■ **PASSAGE GIVEN**
--------------------
It’s incredible to see the game spying on you in such detail, a silent digital psychotherapist who has cameras capturing your every move. And then making a judgement. It is awesomely clever. It highlights everywhere you gave in to player desires rather than do what’s best for the protagonist. It’s a joke on player behaviour. You fucking soulless psycho.
I think most players will end up with the same ending, following their battle-hardened player instincts to force the protagonist through shit for their own benefit. After judging the player, the game intimates that if we want to see more, we will have to play again. And play better. This is what Byrne hoped for as he admitted in the RPS interview: “I’d prefer people to get [that ending] first because there’s more of an incentive to go back.”
So rather than have mechanical repercussions throughout play, Byrne opted to transmit feedback at a single point, at the terminus.
Let me draw a line here and be clear: that, in itself, is not a problem.
The question is whether narrative-based games really earn that second playthrough, whether a narrative tweak to the last few seconds is worth the additional hours that will be poured back into it.
I’ve said before I love ambiguity but it’s a fine subjective line between lying awake at night sifting through information for the key to understanding and… feeling rejected. I’d spent hours working through the game for a message that was tantamount to “nice try, please have another go”. It was deflating to realise that what narrative data I’d assembled so far was insufficient to solve the whole, because it was the end of my game.
--------------------
■ **DATASET EXTRACT**
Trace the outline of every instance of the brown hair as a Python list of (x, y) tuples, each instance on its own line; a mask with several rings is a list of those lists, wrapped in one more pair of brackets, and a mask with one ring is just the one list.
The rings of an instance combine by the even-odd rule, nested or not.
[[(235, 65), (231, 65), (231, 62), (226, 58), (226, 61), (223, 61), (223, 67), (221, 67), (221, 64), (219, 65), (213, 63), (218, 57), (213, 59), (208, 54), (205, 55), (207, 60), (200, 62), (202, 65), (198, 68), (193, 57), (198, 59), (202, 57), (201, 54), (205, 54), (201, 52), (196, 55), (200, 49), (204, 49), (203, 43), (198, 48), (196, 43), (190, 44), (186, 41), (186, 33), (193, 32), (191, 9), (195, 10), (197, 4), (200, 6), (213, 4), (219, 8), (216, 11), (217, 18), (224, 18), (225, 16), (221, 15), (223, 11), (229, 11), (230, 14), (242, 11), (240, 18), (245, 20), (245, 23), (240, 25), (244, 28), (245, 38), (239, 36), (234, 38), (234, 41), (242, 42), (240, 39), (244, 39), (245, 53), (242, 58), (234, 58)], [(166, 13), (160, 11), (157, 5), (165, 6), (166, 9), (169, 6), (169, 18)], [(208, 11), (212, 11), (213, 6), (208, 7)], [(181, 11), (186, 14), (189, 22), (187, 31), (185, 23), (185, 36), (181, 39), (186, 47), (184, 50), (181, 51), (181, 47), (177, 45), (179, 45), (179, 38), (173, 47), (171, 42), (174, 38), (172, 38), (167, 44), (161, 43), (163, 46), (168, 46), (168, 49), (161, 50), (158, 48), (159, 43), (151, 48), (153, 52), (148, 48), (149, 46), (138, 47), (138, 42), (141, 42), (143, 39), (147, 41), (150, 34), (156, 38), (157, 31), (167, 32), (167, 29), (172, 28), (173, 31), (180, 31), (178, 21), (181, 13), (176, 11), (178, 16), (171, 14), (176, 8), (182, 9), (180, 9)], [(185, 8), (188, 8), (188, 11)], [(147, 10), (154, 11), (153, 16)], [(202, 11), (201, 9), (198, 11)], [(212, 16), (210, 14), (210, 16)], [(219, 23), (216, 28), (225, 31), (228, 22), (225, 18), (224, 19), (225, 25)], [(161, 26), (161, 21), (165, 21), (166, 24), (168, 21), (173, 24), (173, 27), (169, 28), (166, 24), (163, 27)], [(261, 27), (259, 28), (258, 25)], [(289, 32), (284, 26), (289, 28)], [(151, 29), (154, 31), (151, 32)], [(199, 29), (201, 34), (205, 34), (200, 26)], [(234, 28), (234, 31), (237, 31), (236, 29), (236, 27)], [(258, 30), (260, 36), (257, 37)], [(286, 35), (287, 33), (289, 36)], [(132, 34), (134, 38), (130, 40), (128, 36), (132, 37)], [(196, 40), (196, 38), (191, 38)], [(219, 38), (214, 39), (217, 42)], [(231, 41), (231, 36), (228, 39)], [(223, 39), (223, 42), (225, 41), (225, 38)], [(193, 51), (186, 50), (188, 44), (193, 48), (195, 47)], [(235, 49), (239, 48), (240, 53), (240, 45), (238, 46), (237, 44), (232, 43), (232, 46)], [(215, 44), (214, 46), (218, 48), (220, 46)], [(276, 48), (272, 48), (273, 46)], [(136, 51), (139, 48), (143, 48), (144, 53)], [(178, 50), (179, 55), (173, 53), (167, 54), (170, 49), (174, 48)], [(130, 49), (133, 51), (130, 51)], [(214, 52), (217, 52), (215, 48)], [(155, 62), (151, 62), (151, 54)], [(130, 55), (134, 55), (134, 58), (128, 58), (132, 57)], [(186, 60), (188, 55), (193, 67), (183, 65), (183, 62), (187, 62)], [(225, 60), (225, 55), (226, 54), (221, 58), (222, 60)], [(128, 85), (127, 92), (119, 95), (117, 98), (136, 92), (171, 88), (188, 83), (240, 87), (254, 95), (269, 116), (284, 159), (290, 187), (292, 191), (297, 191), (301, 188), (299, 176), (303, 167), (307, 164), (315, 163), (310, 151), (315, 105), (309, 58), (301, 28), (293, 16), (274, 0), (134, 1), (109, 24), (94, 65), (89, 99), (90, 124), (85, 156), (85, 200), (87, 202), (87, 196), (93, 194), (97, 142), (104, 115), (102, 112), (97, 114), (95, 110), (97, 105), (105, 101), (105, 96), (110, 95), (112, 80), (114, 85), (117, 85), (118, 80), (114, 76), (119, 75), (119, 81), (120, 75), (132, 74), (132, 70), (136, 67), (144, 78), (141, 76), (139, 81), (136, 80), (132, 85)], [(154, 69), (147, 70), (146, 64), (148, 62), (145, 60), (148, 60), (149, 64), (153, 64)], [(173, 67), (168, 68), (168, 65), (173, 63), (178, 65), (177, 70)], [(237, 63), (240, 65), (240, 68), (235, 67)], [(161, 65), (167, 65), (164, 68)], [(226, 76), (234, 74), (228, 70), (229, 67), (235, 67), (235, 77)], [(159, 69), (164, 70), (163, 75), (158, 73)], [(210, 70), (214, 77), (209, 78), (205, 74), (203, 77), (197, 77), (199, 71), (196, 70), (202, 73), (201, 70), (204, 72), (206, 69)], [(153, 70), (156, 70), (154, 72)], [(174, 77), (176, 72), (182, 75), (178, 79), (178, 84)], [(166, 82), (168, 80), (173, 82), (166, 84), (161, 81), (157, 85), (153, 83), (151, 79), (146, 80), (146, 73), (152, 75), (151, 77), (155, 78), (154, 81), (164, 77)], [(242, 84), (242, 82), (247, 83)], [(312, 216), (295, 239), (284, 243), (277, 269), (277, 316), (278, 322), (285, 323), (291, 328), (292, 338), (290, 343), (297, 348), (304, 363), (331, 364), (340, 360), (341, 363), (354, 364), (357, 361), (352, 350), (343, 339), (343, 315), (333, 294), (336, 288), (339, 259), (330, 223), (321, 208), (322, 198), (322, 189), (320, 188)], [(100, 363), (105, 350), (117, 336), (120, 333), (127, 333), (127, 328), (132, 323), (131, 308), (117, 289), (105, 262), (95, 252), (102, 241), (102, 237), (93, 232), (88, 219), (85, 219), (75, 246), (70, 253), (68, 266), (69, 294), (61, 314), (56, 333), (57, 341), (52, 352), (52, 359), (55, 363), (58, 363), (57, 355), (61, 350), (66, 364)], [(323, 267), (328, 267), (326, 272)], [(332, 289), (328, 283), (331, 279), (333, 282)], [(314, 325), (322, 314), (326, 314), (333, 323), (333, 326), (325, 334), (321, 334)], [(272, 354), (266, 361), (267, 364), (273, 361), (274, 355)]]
--------------------
■ **AIM A**
According to the passage about the game's ending, why did Byrne want players to reach that ending first? Answer in one to three sentences.
■ **AIM B**
Copy everything in the passage about the game's ending from "So rather than" down to "of my game.", substituting "final moment" for "terminus".

■ **FULL SOLUTION A**
Byrne preferred that players get that ending first because, as he said in the RPS interview, it gives them more of an incentive to go back and play again.

■ **FULL SOLUTION B**
So rather than have mechanical repercussions throughout play, Byrne opted to transmit feedback at a single point, at the final moment.
Let me draw a line here and be clear: that, in itself, is not a problem.
The question is whether narrative-based games really earn that second playthrough, whether a narrative tweak to the last few seconds is worth the additional hours that will be poured back into it.
I’ve said before I love ambiguity but it’s a fine subjective line between lying awake at night sifting through information for the key to understanding and… feeling rejected. I’d spent hours working through the game for a message that was tantamount to “nice try, please have another go”. It was deflating to realise that what narrative data I’d assembled so far was insufficient to solve the whole, because it was the end of my game.